WHAT IS ASKED:
Quote the entries below word for word, from the line containing "Exercise. For every instance of the grass field" through the line containing "point(143, 102)", including both of those lines.

☆ ☆ ☆ ☆ ☆ ☆ ☆

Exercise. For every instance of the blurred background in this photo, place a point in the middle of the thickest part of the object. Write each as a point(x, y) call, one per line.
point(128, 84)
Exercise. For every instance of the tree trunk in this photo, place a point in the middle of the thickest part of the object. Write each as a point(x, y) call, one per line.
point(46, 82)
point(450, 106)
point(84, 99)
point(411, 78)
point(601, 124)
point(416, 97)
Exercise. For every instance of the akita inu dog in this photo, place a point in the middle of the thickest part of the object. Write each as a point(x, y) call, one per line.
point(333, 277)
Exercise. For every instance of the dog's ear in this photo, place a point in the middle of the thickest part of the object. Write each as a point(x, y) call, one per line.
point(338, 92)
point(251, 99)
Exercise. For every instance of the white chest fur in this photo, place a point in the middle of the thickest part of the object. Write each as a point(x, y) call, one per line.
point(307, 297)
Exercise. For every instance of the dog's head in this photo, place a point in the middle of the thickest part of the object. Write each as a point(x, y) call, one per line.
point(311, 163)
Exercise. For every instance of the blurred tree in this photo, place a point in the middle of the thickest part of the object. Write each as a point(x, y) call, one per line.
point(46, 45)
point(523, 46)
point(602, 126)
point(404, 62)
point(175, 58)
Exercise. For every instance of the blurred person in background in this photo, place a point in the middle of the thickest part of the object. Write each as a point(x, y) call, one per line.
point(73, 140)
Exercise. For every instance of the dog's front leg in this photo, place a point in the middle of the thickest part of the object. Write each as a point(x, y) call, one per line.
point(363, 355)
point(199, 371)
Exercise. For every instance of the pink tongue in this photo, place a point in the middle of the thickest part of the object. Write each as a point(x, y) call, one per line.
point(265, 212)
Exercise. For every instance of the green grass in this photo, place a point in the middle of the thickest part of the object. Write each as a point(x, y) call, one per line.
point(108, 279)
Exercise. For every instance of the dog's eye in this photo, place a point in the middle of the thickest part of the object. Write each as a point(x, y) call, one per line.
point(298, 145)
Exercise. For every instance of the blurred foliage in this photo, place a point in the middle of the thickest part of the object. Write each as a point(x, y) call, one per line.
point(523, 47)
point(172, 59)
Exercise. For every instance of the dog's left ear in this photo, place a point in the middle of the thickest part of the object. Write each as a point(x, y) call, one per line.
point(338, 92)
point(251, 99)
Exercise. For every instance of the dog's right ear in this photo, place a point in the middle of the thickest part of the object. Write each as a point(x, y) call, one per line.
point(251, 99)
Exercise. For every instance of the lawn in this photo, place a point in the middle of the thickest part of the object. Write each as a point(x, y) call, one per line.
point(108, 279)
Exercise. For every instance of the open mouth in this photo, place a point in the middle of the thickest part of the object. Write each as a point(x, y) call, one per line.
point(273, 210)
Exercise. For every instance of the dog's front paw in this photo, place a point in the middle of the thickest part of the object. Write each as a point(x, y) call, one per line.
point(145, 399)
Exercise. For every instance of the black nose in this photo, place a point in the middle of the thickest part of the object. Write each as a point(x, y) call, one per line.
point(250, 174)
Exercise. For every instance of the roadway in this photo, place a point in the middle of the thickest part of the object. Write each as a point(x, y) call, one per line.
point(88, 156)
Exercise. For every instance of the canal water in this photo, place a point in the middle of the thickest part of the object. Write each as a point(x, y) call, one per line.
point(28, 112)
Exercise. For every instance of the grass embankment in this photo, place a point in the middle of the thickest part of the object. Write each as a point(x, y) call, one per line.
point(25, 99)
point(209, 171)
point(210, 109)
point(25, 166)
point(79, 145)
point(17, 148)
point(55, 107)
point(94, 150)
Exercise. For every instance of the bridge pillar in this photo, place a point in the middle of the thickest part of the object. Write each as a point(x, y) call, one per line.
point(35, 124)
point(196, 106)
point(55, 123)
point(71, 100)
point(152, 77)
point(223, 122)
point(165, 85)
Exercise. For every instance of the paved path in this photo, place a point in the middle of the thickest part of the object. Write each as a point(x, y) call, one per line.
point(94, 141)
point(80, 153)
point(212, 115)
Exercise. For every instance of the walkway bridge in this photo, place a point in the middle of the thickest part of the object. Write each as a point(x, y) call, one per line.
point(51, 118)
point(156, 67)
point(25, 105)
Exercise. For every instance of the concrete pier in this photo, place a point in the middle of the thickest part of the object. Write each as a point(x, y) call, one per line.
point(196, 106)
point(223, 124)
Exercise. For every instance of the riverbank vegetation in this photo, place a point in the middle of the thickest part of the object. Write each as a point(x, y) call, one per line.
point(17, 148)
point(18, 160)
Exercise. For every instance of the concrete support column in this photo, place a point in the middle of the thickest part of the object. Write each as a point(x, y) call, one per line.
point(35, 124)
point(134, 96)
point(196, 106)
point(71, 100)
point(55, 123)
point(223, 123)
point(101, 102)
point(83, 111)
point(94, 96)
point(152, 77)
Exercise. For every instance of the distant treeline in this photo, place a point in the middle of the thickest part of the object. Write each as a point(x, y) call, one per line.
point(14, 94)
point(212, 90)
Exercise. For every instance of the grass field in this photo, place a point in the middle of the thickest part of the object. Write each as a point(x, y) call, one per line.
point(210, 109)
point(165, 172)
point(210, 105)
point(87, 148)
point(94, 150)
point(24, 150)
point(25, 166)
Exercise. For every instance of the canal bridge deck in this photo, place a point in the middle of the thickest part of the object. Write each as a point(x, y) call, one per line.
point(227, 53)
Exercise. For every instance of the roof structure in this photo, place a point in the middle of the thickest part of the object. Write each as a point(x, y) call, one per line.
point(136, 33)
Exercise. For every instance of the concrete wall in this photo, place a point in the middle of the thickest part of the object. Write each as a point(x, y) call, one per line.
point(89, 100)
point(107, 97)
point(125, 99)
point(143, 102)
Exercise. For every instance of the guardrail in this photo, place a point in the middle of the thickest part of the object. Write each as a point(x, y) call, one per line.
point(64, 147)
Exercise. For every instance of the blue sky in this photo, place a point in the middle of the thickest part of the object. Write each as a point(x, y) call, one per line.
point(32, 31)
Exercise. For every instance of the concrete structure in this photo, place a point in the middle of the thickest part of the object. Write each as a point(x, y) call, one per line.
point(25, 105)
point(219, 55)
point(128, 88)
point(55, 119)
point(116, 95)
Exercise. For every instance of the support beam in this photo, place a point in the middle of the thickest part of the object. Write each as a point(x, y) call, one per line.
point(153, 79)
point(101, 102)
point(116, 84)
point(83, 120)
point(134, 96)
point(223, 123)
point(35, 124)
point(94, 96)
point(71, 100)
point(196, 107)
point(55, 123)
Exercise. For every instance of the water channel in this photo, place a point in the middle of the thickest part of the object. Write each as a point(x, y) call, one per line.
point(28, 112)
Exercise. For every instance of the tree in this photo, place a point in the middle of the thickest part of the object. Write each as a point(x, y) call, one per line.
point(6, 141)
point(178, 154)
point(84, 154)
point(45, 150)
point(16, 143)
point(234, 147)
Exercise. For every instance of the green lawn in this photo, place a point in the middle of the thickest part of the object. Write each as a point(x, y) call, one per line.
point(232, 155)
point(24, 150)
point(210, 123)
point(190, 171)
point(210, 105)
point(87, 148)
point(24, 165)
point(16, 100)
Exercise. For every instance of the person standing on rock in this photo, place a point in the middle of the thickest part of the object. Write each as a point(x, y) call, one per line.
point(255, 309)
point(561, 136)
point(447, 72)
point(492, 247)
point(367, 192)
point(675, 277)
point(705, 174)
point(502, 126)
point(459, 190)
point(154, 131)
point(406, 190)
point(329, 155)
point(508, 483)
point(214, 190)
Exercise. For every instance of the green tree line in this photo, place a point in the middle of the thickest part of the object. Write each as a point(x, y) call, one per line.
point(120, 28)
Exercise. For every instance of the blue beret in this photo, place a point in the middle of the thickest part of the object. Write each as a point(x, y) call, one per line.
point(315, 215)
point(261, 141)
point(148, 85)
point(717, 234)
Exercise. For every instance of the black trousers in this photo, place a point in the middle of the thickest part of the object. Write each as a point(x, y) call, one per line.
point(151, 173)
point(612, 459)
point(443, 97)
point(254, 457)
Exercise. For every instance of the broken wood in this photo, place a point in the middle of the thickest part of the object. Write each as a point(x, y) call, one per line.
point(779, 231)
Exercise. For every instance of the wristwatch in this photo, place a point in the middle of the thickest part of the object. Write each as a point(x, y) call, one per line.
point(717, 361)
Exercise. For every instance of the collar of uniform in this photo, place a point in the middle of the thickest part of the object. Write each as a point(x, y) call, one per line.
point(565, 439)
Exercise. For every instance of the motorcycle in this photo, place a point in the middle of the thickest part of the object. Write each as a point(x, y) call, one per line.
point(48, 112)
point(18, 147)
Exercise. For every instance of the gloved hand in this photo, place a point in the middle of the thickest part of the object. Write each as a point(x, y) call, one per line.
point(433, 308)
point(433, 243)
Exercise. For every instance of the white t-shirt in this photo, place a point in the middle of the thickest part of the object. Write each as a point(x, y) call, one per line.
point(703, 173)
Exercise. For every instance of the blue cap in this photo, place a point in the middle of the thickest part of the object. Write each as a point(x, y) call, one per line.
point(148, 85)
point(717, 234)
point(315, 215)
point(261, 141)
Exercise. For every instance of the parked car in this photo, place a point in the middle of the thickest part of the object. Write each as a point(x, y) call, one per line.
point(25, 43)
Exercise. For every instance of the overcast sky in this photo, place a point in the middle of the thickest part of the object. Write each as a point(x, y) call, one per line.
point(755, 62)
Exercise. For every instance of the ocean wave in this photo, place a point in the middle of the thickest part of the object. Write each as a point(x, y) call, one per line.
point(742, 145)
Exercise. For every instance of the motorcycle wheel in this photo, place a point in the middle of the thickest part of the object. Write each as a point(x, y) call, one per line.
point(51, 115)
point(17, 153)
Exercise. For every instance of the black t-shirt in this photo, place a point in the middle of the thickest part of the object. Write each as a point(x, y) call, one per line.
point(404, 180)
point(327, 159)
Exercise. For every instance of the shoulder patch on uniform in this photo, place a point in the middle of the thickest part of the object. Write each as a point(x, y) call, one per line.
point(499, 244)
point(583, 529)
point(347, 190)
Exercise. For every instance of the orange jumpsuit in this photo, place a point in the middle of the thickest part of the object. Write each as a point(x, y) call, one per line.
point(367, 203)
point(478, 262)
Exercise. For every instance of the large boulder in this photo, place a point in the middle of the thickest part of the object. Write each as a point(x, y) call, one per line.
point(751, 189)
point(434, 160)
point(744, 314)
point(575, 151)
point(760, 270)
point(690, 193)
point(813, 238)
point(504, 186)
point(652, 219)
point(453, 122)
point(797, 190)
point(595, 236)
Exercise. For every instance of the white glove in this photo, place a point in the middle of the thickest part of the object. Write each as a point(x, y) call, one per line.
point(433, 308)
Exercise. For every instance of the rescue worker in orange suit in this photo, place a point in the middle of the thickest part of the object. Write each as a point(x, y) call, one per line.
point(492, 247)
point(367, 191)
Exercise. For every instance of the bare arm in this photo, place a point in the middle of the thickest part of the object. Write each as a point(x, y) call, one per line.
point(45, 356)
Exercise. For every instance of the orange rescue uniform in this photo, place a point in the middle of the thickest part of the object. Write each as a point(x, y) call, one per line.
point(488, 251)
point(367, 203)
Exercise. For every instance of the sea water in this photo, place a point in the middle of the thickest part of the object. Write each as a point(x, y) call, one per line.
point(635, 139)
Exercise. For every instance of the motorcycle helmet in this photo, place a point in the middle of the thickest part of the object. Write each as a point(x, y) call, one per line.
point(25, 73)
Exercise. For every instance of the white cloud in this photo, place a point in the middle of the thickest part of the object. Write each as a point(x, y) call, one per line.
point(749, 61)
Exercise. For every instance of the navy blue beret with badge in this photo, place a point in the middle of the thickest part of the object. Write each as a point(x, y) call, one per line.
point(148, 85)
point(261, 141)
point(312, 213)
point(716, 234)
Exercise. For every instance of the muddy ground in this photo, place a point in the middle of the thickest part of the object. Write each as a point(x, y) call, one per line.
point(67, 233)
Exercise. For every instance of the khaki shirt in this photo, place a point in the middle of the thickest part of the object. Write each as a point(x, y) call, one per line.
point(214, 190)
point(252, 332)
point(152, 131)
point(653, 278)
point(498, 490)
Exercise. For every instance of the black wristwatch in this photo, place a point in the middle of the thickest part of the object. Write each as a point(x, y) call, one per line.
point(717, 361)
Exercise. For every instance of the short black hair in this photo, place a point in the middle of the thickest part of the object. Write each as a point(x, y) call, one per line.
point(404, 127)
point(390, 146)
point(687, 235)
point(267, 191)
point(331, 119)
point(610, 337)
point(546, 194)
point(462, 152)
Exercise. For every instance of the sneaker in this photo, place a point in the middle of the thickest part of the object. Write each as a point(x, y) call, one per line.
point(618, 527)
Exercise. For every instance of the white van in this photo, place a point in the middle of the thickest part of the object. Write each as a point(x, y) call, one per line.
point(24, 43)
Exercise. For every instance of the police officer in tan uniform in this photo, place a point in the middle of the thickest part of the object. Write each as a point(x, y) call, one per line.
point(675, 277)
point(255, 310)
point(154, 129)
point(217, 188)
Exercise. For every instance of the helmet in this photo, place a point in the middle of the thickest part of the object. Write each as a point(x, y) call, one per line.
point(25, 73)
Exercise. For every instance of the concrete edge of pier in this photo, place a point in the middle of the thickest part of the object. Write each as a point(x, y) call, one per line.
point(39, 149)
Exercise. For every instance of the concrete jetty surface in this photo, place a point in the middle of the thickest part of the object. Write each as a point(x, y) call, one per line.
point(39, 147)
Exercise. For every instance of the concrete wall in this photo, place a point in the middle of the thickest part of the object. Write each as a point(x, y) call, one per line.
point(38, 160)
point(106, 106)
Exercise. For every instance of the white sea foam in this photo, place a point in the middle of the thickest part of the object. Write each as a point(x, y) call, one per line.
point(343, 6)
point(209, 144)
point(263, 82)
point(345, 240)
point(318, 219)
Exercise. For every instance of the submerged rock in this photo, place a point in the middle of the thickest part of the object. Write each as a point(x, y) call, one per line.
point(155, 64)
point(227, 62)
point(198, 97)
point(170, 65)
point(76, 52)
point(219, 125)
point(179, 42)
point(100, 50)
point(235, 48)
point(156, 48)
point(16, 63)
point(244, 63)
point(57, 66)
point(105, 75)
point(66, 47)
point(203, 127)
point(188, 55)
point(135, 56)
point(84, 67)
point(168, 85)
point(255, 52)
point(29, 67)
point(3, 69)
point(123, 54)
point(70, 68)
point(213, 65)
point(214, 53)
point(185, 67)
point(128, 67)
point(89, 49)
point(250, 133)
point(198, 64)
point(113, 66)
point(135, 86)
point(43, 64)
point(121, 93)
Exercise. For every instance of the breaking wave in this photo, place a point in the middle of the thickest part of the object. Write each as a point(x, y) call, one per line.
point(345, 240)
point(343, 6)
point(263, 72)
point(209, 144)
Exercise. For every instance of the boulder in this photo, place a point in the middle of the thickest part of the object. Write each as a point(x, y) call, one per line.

☆ ☆ ☆ ☆ ☆ ☆ ☆

RESPONSE TO THE TASK:
Exercise. For every instance of the grass field in this photo, place a point in the middle of the thickest part of the object. Write each as a point(x, y) call, one per line.
point(210, 109)
point(165, 172)
point(210, 105)
point(87, 148)
point(94, 150)
point(24, 150)
point(25, 166)
Exercise. For every instance of the canal bridge deck in this photo, place a point in the middle of the thickest part of the object. Write each as a point(x, y) call, one per line.
point(227, 53)
Exercise. For every instance of the roof structure in this photo, place a point in the middle of the thickest part of the object. Write each as a point(x, y) call, one per line.
point(136, 33)
Exercise. For every instance of the concrete wall in this photo, place a point in the middle of the thickest part of the object. Write each as a point(x, y) call, one per line.
point(89, 100)
point(107, 97)
point(125, 99)
point(143, 102)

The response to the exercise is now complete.